### Exercise description
Reproduce word for word the lines from the beginning of the entries to the line with "target | dry grass", both included, but none of the pictures.

.....

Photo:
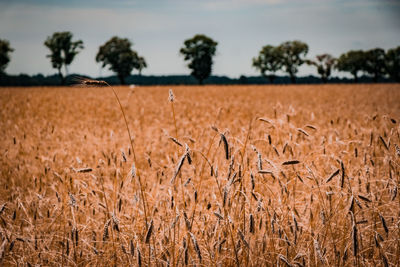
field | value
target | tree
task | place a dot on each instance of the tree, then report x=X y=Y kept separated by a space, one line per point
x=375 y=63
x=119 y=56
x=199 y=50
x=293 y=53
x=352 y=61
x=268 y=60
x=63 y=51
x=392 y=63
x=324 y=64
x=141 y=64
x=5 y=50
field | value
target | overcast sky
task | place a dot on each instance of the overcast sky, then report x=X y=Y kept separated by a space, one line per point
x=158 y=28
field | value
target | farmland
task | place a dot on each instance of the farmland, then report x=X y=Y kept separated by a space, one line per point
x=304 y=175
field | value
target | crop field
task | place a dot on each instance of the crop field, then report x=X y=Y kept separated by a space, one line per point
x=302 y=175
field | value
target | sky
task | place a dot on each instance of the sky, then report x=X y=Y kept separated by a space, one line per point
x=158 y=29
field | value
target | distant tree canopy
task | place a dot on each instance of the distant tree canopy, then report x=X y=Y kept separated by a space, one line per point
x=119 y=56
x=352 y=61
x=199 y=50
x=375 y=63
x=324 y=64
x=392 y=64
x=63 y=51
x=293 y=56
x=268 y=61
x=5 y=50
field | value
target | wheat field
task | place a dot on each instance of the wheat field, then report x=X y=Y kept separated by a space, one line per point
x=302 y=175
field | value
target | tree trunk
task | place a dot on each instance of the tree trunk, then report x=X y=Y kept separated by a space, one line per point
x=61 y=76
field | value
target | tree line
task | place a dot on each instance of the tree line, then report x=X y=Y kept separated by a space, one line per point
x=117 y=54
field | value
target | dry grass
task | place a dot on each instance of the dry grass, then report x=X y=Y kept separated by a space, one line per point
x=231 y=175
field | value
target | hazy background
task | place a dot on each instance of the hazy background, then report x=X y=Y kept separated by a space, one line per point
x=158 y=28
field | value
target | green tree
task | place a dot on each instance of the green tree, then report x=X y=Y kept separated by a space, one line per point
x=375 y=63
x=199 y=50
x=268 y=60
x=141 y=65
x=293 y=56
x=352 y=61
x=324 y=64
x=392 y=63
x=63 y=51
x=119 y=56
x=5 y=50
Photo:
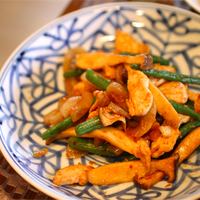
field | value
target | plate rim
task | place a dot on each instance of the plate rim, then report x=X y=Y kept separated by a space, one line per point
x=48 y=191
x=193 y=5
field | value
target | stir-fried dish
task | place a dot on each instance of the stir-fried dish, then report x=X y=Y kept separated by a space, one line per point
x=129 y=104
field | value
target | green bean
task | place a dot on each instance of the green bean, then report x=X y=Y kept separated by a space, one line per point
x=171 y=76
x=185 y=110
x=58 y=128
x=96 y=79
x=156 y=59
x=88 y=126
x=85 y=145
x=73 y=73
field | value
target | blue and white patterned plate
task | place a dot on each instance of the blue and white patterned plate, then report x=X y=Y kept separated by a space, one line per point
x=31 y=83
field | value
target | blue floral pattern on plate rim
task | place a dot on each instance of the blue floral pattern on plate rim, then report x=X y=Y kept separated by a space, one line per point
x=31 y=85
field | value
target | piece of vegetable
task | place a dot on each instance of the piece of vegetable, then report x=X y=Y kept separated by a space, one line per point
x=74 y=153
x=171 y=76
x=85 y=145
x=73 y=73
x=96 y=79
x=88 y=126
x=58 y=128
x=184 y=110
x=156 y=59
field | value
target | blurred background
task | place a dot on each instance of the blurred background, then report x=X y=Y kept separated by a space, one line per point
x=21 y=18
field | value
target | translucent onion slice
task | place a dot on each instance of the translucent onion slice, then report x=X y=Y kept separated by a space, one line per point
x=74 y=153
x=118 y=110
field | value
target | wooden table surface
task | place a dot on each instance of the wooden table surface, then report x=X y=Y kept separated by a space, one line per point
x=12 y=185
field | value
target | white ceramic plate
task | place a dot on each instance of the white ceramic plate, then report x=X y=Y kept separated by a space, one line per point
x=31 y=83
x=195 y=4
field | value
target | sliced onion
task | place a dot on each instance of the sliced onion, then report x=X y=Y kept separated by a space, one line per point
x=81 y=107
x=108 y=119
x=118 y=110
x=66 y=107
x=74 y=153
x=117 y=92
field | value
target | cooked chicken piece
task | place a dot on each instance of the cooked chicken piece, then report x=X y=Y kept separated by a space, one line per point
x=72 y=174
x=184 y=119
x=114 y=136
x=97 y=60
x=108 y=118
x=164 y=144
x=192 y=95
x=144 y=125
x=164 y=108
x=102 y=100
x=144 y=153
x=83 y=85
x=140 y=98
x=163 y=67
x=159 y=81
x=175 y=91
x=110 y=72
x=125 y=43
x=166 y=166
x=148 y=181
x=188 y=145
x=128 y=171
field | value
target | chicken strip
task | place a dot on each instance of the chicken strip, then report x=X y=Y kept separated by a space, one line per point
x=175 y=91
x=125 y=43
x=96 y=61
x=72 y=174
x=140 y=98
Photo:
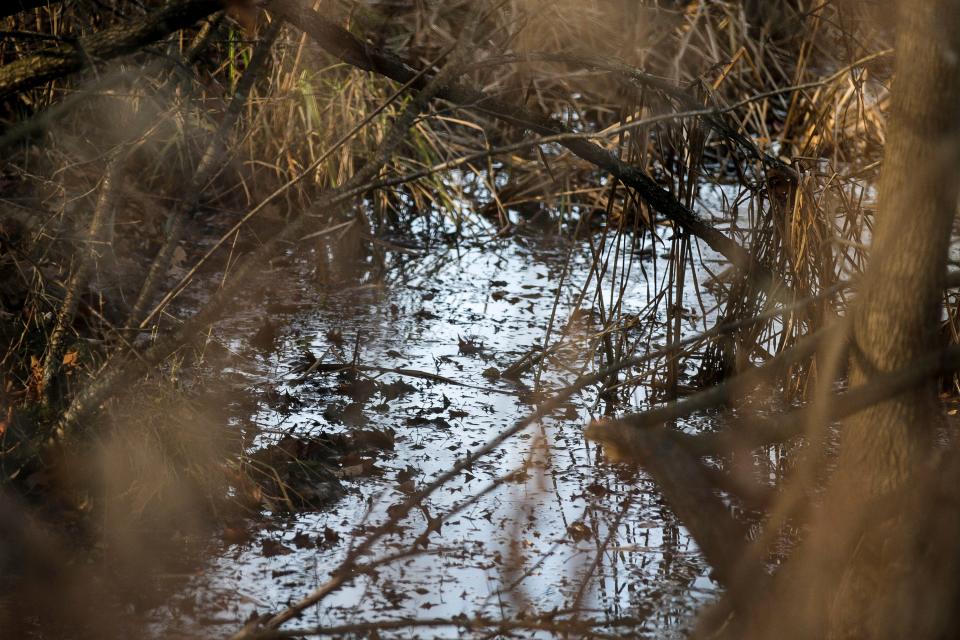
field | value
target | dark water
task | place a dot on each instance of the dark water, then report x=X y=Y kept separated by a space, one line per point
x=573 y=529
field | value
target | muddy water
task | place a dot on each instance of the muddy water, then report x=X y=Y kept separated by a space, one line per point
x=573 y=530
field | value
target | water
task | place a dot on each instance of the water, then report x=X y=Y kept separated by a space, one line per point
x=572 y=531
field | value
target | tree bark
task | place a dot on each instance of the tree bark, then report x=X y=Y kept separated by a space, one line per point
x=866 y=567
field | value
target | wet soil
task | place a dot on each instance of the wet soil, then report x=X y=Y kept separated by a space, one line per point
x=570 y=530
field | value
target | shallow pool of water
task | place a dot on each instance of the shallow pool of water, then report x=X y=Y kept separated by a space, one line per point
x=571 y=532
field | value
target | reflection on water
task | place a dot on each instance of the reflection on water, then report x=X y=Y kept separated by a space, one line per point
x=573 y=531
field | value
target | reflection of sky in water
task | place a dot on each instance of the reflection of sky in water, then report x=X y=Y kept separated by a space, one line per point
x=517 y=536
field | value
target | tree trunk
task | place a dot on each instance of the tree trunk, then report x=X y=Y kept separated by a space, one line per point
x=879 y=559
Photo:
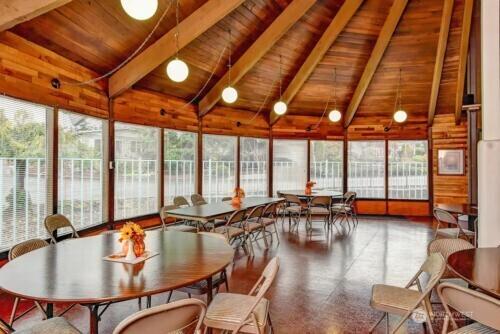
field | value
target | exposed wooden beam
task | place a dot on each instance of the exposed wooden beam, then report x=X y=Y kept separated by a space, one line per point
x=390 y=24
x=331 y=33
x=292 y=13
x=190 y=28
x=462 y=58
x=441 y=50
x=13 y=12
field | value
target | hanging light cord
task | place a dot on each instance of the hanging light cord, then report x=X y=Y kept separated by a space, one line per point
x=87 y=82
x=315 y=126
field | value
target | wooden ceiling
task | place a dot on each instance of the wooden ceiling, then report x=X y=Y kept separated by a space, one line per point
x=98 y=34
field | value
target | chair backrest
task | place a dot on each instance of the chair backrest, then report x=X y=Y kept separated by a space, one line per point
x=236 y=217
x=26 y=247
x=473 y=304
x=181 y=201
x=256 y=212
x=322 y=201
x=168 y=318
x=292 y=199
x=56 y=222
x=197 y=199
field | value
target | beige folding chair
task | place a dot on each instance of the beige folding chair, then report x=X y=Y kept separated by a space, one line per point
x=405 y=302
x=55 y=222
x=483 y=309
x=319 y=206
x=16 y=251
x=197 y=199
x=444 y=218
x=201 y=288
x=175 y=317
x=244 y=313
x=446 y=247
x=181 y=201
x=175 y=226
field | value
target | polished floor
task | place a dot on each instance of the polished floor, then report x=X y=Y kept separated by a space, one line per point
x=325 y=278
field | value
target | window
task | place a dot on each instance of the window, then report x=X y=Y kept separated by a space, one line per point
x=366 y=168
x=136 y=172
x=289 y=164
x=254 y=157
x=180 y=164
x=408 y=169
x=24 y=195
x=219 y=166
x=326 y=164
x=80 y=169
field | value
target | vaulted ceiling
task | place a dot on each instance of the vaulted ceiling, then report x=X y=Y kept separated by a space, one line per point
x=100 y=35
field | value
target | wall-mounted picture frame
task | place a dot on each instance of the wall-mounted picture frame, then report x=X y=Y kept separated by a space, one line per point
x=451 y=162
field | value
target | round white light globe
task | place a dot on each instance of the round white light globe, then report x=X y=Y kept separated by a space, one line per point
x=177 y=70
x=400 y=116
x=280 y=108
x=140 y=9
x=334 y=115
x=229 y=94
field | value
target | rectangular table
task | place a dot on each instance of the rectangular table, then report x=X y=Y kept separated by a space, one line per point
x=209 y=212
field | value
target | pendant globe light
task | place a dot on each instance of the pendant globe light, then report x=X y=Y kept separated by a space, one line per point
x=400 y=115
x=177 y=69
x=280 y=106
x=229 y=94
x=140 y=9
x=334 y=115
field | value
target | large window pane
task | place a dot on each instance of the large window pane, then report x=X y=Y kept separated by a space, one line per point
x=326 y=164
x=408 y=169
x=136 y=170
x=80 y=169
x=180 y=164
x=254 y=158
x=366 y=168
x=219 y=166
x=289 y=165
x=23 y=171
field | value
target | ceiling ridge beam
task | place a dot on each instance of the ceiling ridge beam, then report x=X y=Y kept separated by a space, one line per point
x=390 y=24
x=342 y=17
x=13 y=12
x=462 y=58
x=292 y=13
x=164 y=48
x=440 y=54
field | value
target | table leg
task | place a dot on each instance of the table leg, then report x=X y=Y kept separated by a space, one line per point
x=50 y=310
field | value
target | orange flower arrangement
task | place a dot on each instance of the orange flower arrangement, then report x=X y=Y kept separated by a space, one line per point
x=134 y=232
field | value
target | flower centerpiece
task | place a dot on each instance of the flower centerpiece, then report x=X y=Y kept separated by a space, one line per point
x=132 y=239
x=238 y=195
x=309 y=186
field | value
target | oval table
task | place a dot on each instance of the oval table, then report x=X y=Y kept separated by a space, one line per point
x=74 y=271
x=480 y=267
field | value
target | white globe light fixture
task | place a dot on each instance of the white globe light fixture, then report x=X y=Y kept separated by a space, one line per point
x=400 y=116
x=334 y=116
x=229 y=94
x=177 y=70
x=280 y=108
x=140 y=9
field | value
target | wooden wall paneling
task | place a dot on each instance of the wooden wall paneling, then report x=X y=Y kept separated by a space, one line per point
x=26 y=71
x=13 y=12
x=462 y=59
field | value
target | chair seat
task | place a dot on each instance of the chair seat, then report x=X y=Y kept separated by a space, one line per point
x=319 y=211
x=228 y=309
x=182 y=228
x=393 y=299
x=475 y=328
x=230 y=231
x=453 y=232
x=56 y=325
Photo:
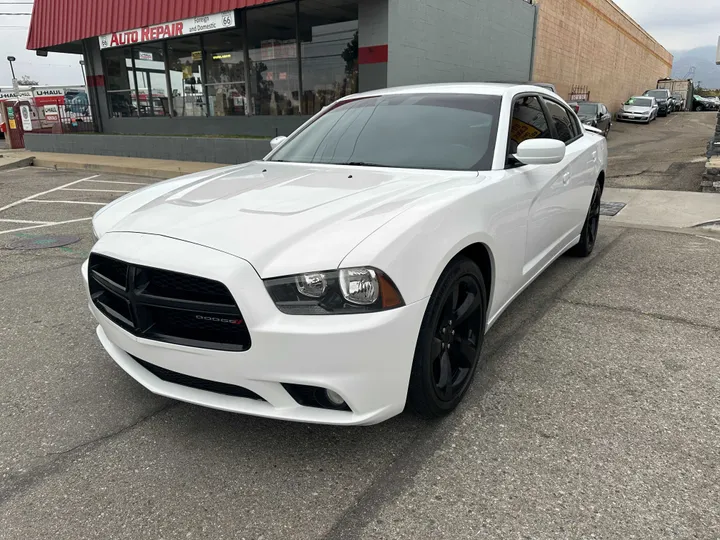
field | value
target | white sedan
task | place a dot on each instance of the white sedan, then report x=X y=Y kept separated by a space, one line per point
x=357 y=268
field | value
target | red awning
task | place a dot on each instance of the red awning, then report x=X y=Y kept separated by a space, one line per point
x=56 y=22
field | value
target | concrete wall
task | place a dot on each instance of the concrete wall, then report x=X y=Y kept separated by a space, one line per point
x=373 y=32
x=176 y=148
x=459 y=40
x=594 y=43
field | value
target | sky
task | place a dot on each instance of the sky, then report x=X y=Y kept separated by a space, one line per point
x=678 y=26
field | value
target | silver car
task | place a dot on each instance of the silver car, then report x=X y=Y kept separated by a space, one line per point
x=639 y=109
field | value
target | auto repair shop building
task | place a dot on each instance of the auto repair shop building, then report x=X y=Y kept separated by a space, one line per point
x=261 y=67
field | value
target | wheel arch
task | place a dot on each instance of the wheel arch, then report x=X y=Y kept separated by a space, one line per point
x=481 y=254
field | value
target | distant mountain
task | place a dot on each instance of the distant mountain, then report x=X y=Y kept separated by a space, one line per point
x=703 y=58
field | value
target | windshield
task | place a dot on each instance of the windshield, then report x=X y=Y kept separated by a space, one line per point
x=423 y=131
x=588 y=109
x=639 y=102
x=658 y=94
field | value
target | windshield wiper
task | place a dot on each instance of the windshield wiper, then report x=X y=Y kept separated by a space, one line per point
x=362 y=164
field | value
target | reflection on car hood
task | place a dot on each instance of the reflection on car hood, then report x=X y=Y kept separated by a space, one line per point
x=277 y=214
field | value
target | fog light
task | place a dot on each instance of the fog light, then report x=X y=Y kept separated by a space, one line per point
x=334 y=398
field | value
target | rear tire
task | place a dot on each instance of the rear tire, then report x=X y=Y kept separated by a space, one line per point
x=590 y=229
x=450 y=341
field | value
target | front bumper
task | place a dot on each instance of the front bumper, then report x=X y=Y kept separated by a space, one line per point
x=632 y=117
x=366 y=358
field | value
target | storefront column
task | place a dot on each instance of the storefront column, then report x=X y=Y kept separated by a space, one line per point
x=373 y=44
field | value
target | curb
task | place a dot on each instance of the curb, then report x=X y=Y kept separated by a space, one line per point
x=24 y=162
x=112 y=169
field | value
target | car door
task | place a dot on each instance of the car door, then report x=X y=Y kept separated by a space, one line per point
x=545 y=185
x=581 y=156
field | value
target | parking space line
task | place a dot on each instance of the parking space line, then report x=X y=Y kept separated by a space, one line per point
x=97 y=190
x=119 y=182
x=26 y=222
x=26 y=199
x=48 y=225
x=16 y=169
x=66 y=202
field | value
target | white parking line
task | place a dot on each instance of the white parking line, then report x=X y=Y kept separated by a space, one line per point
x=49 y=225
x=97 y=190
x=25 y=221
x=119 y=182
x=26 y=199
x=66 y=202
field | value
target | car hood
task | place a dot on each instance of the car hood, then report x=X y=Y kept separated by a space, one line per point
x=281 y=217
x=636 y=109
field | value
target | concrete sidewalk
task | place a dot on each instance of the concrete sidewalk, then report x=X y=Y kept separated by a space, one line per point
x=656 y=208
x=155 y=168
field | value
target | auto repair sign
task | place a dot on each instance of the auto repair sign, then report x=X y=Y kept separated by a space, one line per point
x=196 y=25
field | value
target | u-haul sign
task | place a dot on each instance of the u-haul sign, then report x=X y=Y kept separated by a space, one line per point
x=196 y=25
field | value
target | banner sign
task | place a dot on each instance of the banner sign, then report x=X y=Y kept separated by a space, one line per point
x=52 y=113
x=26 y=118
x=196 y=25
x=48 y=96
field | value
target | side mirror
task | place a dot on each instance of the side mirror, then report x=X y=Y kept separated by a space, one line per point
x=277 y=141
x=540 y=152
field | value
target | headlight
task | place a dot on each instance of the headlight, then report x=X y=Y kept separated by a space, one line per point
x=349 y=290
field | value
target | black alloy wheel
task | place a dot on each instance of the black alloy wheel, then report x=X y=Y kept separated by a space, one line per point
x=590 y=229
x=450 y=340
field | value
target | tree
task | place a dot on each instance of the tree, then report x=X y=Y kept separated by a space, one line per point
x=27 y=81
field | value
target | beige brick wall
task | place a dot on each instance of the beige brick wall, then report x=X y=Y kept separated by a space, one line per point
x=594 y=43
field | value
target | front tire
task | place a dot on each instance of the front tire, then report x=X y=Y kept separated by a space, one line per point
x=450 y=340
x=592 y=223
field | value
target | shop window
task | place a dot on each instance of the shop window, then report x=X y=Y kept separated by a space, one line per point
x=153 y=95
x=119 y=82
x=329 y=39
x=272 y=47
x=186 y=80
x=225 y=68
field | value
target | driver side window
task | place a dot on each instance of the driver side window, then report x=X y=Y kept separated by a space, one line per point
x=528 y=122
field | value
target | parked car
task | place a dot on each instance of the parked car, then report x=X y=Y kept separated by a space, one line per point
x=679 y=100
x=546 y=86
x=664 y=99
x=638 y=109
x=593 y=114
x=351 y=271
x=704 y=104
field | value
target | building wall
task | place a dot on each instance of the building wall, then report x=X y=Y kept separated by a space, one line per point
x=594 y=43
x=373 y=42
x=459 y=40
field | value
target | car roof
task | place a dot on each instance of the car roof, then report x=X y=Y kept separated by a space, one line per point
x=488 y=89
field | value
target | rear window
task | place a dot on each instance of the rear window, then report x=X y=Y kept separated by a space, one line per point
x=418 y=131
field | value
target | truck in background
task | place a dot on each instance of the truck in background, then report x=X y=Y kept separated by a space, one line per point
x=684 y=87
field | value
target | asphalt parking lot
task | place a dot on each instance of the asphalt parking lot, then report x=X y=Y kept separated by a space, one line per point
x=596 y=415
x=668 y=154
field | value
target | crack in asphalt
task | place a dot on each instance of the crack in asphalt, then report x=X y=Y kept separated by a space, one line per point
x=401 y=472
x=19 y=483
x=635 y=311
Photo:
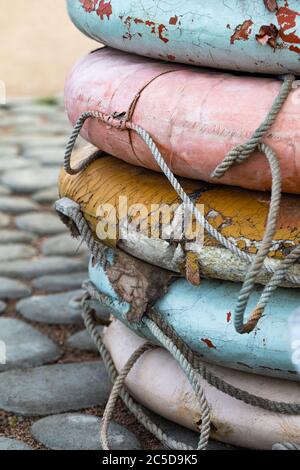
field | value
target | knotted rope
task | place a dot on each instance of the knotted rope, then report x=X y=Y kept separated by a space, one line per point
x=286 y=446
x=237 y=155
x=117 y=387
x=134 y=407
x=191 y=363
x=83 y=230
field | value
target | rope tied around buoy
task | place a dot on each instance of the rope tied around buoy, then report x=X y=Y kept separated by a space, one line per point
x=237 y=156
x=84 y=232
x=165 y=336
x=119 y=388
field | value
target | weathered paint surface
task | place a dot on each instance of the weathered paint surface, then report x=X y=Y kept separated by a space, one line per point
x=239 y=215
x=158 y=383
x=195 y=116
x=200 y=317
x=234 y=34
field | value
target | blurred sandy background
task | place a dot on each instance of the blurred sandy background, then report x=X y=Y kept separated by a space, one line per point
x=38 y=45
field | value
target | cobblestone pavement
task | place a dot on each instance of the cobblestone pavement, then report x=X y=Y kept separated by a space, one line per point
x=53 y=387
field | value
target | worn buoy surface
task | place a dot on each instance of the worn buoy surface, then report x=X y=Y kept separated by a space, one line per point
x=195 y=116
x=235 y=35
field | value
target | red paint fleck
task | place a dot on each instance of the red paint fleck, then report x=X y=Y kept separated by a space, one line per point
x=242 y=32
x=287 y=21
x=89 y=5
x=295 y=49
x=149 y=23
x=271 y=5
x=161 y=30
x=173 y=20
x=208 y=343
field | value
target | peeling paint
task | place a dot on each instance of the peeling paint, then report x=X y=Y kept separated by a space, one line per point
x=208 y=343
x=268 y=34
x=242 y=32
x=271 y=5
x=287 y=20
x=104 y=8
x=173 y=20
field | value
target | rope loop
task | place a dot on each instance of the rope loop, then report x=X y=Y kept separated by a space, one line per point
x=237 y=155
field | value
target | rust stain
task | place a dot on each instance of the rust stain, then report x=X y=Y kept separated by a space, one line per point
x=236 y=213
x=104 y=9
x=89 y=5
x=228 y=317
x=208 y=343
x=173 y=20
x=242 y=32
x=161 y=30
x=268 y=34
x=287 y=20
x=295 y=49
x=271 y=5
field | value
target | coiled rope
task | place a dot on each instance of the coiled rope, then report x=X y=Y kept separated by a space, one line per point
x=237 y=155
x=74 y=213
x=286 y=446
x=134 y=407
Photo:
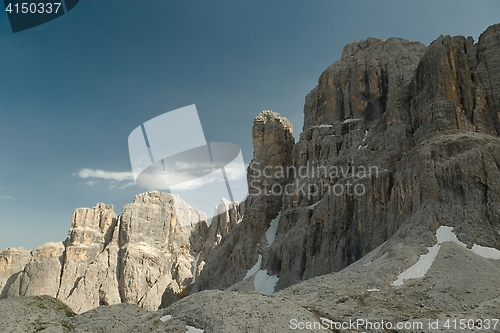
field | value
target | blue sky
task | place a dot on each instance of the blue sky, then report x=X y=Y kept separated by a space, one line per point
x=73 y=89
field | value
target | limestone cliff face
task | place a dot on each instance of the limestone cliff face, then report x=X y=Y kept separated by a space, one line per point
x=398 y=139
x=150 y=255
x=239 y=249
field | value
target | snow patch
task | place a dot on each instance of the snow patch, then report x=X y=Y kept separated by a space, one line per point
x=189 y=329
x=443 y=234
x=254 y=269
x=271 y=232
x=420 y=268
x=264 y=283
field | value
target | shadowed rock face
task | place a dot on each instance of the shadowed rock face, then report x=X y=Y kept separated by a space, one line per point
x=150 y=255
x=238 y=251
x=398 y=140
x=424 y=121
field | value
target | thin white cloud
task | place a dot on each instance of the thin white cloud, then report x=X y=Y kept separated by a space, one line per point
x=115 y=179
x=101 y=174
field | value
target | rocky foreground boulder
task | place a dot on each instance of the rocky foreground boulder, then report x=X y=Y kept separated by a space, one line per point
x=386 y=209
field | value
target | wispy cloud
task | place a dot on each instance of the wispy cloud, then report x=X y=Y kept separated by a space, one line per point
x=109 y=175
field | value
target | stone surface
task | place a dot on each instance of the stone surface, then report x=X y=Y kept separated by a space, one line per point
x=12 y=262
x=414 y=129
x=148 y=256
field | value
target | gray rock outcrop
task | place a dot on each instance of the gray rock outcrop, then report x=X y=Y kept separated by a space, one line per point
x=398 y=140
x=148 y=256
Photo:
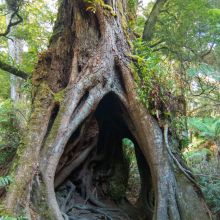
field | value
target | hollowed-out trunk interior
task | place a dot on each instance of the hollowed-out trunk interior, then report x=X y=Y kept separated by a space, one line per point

.....

### Expected answer
Photo:
field | value
target | tree
task | place a dot on each instance of the tree, then report x=X y=Y kept separated by a space, one line per point
x=375 y=63
x=119 y=56
x=199 y=50
x=293 y=53
x=352 y=61
x=268 y=60
x=63 y=51
x=392 y=63
x=324 y=64
x=141 y=64
x=5 y=50
field | value
target | overcast sky
task | place a dot on each instance of the overcast sky, then report x=X y=Y kept separated by a space, one line per point
x=158 y=28
field | value
target | farmland
task | place a dot on each instance of the farmland, then report x=X y=Y kept separated by a space, one line per point
x=304 y=175
field | value
target | crop field
task | place a dot on each instance of the crop field, then report x=X y=Y kept separated by a space, one line per point
x=302 y=175
field | value
target | sky
task | place a dot on each instance of the sky, then report x=X y=Y kept separated by a space, one line per point
x=158 y=29
field | value
target | distant tree canopy
task | place a dot on each instance of the distant tree canopy, then report x=X y=Y kept separated by a space, one line per point
x=119 y=56
x=352 y=61
x=199 y=50
x=375 y=63
x=324 y=64
x=392 y=64
x=63 y=51
x=293 y=56
x=268 y=61
x=5 y=50
field | value
target | wheat field
task | place a dot on each instance of the wheat field, then report x=X y=Y kept separated by a space, one line per point
x=302 y=175
field | value
target | tree trunk
task | place a dot on each instance of the tree trunk, then report x=X y=Y kept separated by a space, one line per point
x=61 y=76
field | value
target | tree line
task | place a dot on each instance of the tree line, then report x=X y=Y kept separated by a space, one line per point
x=117 y=54
field | value
target | dry grass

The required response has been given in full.